Exercise objective: Going through the data below, find how many lines include the word "standing", and reply with that number alone.

Source records:

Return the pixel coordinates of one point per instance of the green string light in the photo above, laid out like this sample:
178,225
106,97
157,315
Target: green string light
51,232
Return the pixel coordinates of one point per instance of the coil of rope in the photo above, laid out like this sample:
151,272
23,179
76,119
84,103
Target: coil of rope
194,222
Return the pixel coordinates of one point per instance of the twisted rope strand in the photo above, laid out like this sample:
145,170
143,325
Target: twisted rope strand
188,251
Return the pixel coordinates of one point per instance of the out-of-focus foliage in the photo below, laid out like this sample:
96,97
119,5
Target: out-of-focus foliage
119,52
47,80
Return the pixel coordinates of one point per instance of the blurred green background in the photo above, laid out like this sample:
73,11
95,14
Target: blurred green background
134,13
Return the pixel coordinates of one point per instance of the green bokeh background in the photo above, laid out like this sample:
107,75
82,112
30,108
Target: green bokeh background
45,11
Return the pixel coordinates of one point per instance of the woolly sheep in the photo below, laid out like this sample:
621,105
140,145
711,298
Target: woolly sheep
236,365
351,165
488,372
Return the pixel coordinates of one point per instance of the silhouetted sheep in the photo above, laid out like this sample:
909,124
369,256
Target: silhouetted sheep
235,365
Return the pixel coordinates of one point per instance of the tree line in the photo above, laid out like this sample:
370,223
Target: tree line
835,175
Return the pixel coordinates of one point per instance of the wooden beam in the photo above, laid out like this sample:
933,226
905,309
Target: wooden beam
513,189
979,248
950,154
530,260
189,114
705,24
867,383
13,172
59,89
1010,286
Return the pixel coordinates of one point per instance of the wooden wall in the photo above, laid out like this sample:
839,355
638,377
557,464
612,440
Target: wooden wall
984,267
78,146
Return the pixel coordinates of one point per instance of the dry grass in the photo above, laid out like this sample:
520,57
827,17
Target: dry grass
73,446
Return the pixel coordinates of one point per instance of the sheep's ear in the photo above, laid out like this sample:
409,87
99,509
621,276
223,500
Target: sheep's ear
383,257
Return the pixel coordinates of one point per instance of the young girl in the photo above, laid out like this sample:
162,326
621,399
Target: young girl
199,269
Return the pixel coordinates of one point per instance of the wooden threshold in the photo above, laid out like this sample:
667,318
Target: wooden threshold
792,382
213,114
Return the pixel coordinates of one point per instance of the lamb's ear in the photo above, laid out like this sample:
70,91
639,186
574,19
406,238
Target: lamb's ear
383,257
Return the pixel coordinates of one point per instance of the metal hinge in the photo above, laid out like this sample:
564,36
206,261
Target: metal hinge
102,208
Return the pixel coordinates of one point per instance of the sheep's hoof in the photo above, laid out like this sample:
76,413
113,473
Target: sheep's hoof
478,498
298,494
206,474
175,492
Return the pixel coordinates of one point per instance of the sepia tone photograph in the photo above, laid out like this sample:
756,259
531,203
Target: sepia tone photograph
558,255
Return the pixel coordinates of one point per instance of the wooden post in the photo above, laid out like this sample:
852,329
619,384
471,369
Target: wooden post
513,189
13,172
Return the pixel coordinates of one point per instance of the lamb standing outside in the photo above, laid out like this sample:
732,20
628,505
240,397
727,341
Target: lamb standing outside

Answer box: 2